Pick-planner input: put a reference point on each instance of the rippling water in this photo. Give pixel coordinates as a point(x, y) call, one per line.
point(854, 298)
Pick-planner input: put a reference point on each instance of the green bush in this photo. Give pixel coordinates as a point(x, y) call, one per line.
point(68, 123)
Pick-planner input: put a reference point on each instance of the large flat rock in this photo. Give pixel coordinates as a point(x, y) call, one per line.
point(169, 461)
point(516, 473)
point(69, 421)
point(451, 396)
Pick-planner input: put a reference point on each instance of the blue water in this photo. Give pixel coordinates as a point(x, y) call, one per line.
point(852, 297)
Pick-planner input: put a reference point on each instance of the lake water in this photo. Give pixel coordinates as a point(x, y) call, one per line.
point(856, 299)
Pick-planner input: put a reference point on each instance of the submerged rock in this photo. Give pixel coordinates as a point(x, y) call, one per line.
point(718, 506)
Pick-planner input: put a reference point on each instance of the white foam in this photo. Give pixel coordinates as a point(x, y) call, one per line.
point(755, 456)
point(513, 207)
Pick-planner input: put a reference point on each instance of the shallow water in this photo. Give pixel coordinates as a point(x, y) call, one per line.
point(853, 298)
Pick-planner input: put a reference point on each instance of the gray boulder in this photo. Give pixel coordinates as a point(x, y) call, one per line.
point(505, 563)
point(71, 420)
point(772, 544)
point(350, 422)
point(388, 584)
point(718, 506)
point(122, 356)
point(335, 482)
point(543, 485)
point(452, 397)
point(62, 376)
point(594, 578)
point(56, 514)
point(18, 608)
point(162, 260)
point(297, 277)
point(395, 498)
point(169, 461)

□ □ □ □ □ □ □

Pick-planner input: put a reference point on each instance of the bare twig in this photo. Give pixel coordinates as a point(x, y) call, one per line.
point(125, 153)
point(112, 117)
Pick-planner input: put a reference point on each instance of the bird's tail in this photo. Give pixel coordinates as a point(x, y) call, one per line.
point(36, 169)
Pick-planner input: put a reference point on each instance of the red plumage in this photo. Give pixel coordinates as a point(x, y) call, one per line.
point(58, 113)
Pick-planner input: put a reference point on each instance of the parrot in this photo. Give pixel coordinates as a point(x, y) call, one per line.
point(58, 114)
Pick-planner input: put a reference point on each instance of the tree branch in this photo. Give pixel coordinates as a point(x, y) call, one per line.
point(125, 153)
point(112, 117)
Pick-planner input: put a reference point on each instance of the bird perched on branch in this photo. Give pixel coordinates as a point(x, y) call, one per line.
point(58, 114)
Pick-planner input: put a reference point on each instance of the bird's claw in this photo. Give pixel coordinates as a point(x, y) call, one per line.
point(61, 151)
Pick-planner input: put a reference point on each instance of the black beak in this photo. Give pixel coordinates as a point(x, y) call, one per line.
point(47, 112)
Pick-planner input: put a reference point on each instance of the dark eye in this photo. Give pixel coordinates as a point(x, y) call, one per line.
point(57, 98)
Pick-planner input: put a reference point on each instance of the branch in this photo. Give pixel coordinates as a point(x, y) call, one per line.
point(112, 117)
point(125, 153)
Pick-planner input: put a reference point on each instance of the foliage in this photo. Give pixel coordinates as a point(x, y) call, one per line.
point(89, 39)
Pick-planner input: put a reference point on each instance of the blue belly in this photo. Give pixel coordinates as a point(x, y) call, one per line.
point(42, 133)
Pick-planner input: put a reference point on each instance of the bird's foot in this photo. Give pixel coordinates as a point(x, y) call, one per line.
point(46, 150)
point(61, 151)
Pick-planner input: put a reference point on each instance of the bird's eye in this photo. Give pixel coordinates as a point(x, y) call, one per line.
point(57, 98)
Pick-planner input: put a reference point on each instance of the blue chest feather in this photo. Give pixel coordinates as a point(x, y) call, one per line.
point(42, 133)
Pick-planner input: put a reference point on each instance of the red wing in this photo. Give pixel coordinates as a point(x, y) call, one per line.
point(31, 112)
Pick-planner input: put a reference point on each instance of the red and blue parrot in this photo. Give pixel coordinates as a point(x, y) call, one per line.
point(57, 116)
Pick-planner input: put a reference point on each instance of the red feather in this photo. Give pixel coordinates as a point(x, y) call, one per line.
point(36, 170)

□ □ □ □ □ □ □

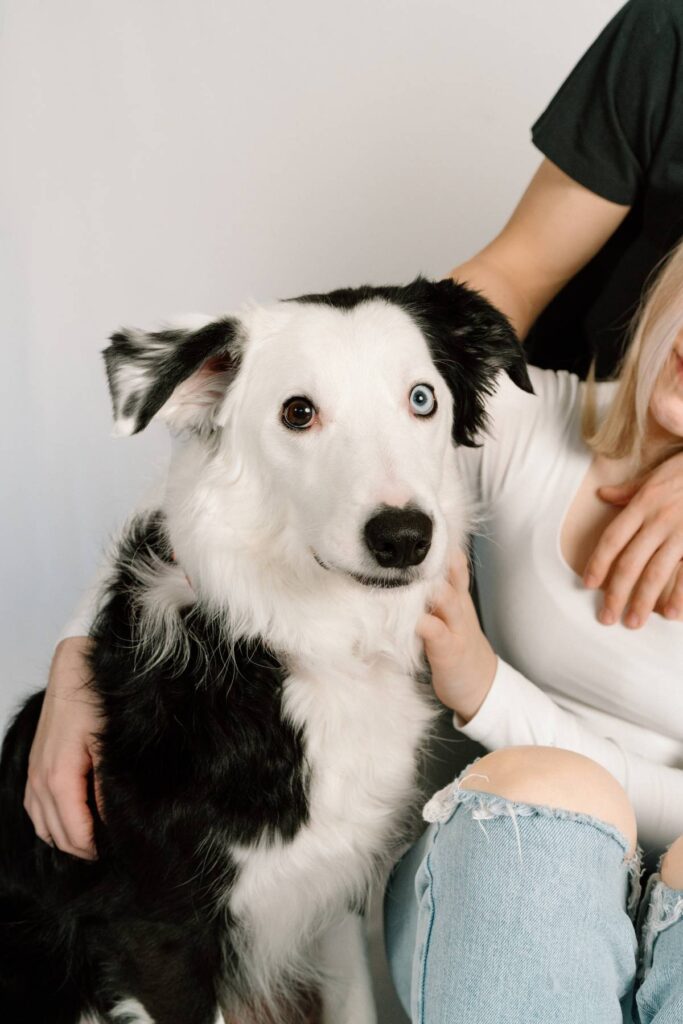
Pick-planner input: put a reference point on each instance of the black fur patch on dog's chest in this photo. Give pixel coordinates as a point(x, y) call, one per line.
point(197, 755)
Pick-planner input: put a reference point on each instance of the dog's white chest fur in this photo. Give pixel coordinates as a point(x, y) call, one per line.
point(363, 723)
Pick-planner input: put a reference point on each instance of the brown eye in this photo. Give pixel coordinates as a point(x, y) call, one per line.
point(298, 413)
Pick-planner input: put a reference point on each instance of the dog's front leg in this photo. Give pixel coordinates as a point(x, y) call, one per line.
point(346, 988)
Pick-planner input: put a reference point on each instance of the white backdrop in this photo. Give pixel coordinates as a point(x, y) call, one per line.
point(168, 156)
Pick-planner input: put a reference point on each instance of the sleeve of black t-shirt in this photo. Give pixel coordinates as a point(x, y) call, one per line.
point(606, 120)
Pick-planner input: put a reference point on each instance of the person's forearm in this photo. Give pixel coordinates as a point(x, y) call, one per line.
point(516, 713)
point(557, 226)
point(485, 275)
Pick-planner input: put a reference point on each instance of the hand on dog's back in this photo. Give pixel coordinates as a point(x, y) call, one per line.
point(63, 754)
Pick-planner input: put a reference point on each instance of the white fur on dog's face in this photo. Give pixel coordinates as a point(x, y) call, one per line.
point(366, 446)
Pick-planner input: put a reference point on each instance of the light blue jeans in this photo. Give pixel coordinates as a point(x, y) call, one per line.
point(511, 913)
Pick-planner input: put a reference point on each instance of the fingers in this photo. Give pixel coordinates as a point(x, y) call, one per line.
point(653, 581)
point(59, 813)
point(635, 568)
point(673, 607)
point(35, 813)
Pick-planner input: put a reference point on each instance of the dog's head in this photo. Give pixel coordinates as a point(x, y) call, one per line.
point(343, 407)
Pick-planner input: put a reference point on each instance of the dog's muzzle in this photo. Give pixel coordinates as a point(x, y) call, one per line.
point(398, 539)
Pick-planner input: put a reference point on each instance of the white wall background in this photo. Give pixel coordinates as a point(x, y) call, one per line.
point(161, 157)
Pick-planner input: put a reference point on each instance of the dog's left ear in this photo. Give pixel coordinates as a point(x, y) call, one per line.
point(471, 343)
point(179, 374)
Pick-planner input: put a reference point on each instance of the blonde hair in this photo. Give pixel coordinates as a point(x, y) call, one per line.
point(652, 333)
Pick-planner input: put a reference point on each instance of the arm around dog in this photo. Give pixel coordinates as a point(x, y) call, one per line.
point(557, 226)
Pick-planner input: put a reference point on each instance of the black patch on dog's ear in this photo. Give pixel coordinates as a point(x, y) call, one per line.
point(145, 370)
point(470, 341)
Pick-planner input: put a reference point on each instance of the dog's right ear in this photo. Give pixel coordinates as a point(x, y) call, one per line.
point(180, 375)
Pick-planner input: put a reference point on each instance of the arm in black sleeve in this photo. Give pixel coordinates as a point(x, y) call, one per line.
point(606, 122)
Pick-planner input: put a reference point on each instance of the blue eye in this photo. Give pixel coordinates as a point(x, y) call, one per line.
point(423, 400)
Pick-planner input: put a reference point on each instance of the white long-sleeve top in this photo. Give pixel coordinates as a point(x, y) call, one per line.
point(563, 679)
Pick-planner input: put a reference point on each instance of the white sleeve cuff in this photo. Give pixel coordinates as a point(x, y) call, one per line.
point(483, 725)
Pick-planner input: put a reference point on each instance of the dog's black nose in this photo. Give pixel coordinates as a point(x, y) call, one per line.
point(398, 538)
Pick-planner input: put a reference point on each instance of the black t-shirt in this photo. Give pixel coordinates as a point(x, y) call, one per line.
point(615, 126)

□ □ □ □ □ □ □

> [EXERCISE PROMPT]: Please add -133 to every coordinate in the records that begin at the line containing "the dog's right" and stop after the line containing "point(563, 679)". Write out all of those lines again, changing nothing else.

> [TASK RESULT]:
Pick-planner input: put a reference point on each instance of the dog's right ear in this photo. Give pixel coordinates as a point(x, y) call, one per line.
point(47, 242)
Pick-planner input: put a reference point on each instance of the arm in black sleeve in this photo. Give pixel coordinates as a point(x, y) call, one per line.
point(473, -11)
Pick-planner input: put a reference point on each instance of the blue eye in this photo. Give pixel coordinates as a point(x, y) call, one per line.
point(290, 267)
Pick-planner input: put a reference point on each instance of the white long-sleeve top in this photo. Give pixel coordinates as a point(x, y) call, one per line.
point(430, 546)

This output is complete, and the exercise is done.